**GIVEN EXERCISE**
Render the lines of the entries below as a JSON list of strings, one string per line with blank lines omitted. Include only the lines between the line containing "written like <point>231,65</point>." and the line containing "<point>364,156</point>", inclusive.

>> begin GIVEN RECORDS

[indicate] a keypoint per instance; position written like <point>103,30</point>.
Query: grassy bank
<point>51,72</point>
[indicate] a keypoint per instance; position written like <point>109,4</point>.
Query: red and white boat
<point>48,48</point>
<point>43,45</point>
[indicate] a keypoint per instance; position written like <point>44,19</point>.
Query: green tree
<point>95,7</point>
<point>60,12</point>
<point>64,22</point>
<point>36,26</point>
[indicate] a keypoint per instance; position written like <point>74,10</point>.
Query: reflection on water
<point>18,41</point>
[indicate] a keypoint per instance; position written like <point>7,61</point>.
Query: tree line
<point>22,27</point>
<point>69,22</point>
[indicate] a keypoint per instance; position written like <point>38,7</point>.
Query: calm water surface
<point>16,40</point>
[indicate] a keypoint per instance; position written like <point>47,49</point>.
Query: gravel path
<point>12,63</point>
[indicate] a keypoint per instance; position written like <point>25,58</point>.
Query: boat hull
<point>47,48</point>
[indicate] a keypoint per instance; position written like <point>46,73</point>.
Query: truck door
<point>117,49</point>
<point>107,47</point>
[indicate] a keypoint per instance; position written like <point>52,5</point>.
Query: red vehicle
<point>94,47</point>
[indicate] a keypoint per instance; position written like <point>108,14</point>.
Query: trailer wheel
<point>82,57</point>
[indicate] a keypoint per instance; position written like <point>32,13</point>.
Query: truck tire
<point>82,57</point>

>> end GIVEN RECORDS
>> begin GIVEN RECORDS

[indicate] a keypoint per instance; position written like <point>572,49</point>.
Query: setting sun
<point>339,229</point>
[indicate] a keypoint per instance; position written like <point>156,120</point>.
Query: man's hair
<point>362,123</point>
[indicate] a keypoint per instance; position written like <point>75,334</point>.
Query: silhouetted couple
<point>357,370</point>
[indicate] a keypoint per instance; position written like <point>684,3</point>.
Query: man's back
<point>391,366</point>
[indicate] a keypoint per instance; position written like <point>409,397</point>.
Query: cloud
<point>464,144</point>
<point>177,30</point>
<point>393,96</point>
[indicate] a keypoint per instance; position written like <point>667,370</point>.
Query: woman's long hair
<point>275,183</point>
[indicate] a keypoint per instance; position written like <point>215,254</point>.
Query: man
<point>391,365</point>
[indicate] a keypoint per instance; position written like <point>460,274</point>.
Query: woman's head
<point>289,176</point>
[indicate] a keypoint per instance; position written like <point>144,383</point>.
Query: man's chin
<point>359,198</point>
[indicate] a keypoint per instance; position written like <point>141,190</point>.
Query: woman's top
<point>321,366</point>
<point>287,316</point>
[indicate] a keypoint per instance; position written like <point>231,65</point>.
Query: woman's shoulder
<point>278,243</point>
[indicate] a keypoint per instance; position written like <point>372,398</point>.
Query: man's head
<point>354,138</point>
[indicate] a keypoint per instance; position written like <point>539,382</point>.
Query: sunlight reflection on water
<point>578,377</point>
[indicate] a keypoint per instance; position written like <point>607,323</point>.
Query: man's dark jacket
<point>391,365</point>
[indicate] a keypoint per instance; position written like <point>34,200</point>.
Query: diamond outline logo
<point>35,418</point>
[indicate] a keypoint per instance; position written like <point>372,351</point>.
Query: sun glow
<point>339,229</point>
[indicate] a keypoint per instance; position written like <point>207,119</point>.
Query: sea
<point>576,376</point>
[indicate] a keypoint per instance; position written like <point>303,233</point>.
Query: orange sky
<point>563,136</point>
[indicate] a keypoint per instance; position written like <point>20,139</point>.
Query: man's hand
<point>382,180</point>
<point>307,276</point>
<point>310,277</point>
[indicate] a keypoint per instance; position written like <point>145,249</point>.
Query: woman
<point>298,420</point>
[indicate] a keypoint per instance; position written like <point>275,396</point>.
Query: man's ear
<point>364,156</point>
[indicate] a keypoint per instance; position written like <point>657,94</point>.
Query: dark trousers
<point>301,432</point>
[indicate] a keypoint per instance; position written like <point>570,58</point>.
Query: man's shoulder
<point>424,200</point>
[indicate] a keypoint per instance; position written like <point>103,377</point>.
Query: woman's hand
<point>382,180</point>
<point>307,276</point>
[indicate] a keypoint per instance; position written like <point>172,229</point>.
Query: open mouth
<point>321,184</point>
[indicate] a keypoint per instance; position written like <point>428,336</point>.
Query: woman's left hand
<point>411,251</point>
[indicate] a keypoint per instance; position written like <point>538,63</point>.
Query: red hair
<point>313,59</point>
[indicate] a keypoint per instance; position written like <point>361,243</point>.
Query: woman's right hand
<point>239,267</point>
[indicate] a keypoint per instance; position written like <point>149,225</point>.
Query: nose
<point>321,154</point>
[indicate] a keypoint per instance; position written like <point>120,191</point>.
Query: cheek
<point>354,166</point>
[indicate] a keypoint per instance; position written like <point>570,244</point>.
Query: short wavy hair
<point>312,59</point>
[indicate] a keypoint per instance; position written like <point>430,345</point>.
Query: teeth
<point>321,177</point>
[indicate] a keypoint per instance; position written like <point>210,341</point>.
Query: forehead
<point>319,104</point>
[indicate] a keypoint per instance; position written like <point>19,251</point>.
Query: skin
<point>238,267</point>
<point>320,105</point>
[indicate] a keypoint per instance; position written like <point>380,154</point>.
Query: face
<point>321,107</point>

>> end GIVEN RECORDS
>> begin GIVEN RECORDS

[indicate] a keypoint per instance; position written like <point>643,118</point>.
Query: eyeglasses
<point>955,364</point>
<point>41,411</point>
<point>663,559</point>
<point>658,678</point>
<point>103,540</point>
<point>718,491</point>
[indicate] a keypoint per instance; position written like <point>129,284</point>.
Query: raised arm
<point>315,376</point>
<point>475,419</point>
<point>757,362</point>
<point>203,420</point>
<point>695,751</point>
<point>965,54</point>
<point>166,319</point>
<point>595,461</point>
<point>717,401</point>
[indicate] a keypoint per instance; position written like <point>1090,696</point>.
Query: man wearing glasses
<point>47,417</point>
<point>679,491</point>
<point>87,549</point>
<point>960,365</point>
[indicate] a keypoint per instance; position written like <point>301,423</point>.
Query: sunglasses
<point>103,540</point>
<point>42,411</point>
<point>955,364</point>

>> end GIVEN RECORDS

**WRITTEN ANSWER**
[
  "[indicate] a keypoint per instance; position written like <point>231,65</point>.",
  "Query: woman's shoulder",
  "<point>278,243</point>",
  "[indicate] a keypoint per instance; position written like <point>372,398</point>.",
  "Query: man's head",
  "<point>354,138</point>",
  "[indicate] a keypoint per instance; position written like <point>539,382</point>.",
  "Query: sunlight reflection on water",
  "<point>578,377</point>",
  "[indicate] a keypoint per instance; position written like <point>607,323</point>.",
  "Query: man's dark jacket",
  "<point>391,365</point>",
  "[indicate] a keypoint per instance; position written like <point>34,200</point>.",
  "Query: diamond outline logo",
  "<point>35,418</point>",
  "[indicate] a keypoint per instance; position written like <point>372,351</point>.",
  "Query: sun glow",
  "<point>339,229</point>",
  "[indicate] a keypoint per instance; position written like <point>207,119</point>.",
  "Query: sea",
  "<point>576,376</point>",
  "[indicate] a keypoint per instance; position written like <point>303,233</point>.",
  "Query: orange sky",
  "<point>563,136</point>",
  "[indicate] a keypoint per instance; position written like <point>20,139</point>.",
  "Query: man's hand",
  "<point>382,180</point>",
  "<point>307,276</point>",
  "<point>310,277</point>",
  "[indicate] a keypoint per instance; position written like <point>145,249</point>.",
  "Query: woman",
  "<point>298,420</point>",
  "[indicate] a keypoint per instance; position written like <point>275,396</point>.",
  "Query: man's ear",
  "<point>364,156</point>"
]